◆ **TASK MATERIAL**
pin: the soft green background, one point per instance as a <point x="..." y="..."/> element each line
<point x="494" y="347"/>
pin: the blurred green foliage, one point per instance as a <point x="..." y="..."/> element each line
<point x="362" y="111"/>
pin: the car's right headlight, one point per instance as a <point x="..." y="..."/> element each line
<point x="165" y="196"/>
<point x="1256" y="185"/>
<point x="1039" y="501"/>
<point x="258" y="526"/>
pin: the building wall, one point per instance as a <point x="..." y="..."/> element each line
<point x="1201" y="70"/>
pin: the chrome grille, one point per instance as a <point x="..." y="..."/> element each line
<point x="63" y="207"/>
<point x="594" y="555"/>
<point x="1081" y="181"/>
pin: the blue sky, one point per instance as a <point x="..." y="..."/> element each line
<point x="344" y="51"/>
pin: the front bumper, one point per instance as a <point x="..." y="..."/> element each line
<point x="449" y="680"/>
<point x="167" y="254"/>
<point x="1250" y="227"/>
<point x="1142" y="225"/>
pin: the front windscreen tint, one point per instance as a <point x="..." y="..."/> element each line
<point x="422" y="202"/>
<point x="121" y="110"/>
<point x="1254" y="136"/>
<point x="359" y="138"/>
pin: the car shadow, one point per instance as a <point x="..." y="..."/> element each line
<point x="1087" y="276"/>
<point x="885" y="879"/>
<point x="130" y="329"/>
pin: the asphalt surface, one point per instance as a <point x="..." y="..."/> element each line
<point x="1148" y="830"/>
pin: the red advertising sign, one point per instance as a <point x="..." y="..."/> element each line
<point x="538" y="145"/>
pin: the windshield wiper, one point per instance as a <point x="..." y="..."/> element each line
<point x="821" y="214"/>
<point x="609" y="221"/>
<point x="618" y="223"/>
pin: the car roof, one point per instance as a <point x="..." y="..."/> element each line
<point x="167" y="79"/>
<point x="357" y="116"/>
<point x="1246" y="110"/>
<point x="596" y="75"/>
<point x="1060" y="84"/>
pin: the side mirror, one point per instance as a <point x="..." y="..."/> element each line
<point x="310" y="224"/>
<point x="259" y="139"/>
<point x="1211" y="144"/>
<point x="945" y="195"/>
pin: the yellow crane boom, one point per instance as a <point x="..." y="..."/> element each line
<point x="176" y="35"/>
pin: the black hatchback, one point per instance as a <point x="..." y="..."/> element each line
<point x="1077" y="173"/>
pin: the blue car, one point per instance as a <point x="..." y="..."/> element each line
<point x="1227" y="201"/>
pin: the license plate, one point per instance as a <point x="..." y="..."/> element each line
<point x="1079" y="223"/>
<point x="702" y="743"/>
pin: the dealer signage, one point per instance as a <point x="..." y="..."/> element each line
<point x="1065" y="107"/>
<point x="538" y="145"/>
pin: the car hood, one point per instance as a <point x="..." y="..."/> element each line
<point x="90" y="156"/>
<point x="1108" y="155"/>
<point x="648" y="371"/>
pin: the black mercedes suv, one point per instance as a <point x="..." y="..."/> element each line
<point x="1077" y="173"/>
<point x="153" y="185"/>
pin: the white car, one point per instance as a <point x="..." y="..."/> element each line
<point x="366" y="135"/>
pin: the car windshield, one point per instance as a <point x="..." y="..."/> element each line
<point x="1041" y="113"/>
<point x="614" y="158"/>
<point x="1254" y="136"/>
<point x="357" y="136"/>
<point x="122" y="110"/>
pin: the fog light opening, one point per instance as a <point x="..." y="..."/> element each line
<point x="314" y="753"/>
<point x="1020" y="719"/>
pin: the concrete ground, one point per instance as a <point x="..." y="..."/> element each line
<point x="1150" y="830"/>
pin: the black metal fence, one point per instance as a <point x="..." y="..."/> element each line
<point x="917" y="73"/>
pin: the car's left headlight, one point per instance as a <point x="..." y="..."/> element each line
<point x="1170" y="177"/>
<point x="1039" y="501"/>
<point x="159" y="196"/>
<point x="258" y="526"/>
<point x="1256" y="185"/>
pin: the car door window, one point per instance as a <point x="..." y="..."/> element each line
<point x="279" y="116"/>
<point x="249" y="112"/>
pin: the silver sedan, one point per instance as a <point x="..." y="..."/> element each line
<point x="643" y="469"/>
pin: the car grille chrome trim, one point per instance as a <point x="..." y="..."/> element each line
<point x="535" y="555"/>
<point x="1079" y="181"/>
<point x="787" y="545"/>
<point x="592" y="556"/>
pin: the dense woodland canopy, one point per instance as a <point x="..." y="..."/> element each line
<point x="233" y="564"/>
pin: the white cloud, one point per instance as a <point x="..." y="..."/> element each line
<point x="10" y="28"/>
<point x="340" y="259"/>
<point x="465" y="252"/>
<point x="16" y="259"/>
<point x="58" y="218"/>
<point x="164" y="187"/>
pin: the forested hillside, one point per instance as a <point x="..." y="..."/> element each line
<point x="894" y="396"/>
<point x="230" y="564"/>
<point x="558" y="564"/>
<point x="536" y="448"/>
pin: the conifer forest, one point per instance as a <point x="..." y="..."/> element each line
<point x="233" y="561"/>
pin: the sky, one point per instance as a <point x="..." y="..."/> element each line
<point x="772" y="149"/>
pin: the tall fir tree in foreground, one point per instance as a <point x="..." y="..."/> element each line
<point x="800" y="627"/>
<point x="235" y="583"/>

◆ **EXERCISE PROMPT**
The line containing "pin: the silver" and every line after it, through the end of the records, should be repeated exactly and alone.

◆ **RESPONSE BELOW**
pin: the silver sedan, one point per instance as a <point x="..." y="..."/> element each line
<point x="643" y="469"/>
pin: the car grille chrome trim, one point per instance as a <point x="..." y="..."/> element each line
<point x="535" y="555"/>
<point x="1079" y="181"/>
<point x="787" y="545"/>
<point x="592" y="556"/>
pin: the dense woodland canopy, one point per instance as a <point x="..." y="..."/> element each line
<point x="233" y="564"/>
pin: the white cloud, one point per instance as a <point x="..." y="..."/> element each line
<point x="10" y="28"/>
<point x="340" y="259"/>
<point x="465" y="252"/>
<point x="16" y="259"/>
<point x="58" y="218"/>
<point x="164" y="187"/>
pin: the forested hillside, one point per instance as a <point x="..." y="..."/> element each line
<point x="894" y="396"/>
<point x="230" y="564"/>
<point x="558" y="564"/>
<point x="536" y="448"/>
pin: the conifer forest, one point per instance as a <point x="..." y="..."/> element each line
<point x="233" y="561"/>
pin: the sky, one point per instance as a <point x="..." y="..."/> element each line
<point x="772" y="149"/>
pin: the tall fir tree in foreground, one point per instance as a <point x="..." y="..."/> element each line
<point x="800" y="627"/>
<point x="235" y="583"/>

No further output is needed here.